Start of Exercise input

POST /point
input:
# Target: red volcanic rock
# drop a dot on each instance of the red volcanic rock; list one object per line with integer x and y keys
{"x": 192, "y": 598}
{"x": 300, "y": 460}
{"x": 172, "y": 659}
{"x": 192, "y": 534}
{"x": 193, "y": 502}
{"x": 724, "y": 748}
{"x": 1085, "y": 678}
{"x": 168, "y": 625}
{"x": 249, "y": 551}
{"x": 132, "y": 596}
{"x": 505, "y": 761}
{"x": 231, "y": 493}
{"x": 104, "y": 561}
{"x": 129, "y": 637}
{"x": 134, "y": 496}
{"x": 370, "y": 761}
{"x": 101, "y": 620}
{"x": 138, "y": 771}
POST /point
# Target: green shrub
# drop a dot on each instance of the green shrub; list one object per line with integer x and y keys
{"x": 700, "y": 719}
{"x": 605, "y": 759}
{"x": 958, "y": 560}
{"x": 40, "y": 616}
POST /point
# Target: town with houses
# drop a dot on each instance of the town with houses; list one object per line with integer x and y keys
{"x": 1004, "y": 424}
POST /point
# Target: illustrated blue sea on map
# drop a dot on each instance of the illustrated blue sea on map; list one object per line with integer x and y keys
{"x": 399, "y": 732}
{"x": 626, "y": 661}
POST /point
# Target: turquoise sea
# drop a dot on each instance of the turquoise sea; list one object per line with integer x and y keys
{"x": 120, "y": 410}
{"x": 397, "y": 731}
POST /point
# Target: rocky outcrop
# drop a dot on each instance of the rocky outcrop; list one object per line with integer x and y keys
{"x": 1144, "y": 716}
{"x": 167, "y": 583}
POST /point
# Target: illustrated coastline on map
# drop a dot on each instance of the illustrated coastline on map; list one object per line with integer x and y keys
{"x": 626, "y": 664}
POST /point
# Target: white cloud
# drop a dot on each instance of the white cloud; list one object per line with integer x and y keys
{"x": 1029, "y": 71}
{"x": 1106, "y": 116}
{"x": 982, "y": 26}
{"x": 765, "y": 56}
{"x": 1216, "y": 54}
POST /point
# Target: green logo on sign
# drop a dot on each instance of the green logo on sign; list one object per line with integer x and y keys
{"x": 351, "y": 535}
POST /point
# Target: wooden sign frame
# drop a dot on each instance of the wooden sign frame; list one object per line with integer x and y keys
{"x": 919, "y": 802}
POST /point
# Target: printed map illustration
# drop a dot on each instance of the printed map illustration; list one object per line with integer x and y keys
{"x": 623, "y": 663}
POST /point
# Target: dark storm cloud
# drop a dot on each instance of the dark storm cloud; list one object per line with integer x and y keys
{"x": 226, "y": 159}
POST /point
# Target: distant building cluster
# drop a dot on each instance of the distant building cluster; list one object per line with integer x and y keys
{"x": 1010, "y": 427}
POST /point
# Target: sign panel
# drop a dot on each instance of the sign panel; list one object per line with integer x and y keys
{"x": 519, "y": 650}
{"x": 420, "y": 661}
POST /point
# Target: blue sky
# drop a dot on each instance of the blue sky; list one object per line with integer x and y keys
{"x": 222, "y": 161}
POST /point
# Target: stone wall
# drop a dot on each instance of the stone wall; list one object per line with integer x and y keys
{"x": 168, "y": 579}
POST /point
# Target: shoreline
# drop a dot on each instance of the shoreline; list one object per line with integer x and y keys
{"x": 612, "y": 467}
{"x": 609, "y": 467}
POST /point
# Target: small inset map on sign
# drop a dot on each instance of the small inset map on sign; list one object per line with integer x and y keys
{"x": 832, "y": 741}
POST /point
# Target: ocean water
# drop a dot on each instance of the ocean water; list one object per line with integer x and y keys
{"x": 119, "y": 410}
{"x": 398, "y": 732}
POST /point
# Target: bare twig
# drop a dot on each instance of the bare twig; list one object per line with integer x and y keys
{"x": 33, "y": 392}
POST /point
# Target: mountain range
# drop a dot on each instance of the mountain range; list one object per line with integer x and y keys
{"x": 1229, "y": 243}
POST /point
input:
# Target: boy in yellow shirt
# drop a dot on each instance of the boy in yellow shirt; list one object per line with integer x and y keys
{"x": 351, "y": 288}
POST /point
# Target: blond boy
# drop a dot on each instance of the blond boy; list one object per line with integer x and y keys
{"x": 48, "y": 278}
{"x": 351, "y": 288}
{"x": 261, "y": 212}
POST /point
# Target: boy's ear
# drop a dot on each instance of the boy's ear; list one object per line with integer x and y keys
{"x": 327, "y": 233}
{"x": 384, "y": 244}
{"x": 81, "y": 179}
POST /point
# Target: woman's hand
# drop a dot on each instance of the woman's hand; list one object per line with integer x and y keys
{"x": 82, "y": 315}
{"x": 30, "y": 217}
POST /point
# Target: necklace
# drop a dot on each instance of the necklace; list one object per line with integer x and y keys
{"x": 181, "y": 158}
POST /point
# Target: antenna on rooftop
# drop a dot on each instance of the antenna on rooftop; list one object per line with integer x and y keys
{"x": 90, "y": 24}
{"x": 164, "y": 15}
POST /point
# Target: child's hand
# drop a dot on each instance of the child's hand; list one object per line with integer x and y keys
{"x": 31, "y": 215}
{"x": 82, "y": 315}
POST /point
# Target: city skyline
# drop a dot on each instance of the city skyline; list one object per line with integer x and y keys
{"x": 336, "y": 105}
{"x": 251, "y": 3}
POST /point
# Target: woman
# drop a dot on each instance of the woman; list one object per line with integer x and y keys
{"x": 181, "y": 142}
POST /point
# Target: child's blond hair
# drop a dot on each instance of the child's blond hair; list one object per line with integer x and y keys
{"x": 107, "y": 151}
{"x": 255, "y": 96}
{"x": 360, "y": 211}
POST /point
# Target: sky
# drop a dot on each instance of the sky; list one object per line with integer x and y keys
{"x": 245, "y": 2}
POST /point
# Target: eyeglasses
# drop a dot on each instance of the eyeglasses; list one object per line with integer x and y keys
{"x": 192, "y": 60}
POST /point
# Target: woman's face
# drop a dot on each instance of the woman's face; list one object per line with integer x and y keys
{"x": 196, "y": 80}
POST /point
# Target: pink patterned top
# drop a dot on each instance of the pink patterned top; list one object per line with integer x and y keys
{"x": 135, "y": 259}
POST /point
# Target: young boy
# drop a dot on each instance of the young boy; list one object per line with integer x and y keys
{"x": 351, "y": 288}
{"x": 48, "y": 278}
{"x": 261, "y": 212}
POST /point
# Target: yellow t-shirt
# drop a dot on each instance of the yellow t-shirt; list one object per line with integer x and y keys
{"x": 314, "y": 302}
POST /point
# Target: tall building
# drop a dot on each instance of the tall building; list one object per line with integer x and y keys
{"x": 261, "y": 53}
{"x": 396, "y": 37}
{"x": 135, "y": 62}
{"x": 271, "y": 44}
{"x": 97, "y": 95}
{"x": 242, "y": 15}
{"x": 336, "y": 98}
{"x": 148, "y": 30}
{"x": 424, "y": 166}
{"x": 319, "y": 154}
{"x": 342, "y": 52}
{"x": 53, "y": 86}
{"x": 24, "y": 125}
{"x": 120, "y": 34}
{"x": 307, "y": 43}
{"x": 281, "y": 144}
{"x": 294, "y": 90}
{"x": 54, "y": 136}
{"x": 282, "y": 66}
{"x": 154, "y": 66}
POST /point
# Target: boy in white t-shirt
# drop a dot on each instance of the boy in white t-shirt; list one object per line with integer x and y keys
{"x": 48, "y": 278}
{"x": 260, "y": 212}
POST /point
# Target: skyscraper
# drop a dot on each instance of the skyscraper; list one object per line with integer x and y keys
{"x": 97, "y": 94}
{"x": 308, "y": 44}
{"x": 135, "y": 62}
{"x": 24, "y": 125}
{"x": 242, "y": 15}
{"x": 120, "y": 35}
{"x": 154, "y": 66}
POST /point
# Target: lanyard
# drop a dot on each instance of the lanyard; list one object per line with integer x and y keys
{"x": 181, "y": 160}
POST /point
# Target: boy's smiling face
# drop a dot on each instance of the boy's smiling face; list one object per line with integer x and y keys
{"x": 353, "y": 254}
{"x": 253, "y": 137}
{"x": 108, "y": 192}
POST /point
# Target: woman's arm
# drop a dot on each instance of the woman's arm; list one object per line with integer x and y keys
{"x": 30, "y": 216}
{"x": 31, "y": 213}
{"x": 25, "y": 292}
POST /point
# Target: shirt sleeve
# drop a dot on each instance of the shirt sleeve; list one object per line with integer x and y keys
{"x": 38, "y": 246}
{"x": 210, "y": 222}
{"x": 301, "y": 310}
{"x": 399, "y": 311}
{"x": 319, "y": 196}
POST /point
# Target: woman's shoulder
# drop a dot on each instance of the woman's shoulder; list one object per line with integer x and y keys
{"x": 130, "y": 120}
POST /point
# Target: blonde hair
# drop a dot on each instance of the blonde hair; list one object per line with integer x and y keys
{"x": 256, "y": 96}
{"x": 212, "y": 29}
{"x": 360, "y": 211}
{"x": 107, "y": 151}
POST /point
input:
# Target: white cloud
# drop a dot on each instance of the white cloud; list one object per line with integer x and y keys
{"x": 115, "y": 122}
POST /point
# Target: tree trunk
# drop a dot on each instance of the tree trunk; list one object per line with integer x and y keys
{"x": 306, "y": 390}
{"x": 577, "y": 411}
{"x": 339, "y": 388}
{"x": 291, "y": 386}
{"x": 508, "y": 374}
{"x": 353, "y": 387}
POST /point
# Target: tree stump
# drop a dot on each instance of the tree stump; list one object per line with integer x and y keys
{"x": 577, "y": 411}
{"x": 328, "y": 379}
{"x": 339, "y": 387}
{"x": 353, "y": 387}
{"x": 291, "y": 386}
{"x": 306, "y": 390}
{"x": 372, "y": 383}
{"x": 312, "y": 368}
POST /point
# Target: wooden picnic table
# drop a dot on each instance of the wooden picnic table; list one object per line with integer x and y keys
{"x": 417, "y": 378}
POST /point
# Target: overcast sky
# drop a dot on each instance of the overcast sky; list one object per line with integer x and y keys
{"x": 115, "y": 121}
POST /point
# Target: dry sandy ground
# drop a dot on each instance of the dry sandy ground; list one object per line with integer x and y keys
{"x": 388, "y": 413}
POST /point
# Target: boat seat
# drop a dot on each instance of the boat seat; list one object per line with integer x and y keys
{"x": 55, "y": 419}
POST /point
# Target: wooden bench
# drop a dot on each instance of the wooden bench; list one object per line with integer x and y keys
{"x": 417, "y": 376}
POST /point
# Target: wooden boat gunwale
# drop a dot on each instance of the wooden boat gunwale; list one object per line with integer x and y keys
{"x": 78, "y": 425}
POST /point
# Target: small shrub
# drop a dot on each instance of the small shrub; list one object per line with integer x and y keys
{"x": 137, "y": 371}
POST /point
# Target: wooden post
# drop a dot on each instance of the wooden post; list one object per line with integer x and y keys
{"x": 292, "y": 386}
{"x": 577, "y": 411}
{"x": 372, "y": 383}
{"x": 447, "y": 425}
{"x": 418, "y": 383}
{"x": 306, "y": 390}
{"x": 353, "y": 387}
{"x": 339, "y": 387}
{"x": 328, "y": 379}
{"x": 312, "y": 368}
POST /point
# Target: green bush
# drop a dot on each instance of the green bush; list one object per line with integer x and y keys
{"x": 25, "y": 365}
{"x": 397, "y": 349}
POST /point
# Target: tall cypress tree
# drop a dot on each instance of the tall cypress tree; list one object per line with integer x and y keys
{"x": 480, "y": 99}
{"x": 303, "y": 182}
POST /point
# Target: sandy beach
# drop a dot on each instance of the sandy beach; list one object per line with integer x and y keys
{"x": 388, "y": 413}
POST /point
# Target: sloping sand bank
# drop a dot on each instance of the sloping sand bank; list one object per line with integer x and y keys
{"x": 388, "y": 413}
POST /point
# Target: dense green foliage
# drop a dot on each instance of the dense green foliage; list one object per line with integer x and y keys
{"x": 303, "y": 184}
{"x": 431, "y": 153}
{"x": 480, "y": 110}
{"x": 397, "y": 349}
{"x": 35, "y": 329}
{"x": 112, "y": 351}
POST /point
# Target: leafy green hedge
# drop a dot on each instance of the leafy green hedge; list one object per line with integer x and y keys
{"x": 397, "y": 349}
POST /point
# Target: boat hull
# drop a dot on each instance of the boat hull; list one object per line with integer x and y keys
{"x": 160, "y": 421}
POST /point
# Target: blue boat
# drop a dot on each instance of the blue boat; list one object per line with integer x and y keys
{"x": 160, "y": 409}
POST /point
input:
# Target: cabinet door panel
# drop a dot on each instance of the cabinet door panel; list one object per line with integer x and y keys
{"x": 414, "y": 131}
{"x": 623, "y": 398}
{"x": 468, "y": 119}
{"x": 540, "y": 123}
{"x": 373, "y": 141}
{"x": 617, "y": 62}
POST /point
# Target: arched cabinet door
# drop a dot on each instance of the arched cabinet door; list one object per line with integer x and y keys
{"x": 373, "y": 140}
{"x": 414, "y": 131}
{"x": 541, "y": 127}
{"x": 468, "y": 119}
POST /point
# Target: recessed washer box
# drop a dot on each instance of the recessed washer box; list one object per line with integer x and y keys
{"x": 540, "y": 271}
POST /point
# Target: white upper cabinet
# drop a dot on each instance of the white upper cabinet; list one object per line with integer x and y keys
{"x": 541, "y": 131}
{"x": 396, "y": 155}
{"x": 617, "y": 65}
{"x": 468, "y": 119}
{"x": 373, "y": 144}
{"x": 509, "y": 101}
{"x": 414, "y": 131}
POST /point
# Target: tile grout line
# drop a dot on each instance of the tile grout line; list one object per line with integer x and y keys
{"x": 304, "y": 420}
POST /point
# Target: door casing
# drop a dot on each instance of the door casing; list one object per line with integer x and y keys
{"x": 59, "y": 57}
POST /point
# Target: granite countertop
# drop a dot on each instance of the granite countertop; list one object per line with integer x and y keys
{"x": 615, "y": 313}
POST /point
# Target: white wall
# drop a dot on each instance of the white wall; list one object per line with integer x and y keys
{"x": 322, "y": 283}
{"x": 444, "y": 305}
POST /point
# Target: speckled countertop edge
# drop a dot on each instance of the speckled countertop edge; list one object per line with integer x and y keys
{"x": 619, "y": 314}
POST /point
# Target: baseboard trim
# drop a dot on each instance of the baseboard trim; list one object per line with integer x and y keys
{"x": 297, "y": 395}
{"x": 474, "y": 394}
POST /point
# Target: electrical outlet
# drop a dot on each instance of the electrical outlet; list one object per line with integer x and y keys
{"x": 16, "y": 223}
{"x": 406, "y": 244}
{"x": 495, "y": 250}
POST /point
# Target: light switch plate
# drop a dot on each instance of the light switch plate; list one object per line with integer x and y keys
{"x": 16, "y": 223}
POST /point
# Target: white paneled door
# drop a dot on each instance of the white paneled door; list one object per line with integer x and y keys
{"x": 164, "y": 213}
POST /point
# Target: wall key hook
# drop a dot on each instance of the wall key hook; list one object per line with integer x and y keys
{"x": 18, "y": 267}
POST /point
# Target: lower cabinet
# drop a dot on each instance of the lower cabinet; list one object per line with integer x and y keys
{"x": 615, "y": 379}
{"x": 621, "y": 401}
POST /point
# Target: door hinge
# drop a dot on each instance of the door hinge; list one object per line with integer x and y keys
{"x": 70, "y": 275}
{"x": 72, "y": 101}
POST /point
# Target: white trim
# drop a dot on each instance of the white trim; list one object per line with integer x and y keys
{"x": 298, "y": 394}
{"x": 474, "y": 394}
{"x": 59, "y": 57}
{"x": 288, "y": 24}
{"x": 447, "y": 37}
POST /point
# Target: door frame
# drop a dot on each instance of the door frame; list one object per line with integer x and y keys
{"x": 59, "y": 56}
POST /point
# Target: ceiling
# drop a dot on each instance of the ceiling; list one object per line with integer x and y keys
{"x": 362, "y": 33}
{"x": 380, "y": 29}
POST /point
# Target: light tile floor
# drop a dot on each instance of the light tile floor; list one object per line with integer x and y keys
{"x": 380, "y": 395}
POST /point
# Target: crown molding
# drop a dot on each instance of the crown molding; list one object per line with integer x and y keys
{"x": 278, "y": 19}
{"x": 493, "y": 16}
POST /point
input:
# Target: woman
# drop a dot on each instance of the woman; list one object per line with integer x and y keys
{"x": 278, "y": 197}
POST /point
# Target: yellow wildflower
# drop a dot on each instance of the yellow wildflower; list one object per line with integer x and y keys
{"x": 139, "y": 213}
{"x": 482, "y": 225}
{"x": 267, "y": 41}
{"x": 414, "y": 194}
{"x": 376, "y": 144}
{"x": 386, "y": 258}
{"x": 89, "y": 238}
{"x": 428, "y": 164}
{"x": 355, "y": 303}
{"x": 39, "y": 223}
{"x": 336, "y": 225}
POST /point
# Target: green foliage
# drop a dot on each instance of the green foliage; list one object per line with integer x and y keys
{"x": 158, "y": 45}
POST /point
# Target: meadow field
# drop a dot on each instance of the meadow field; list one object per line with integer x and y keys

End of Exercise input

> Exercise
Tally the lines in the data above that contain the word "ceiling", and give only that number.

> Exercise solution
2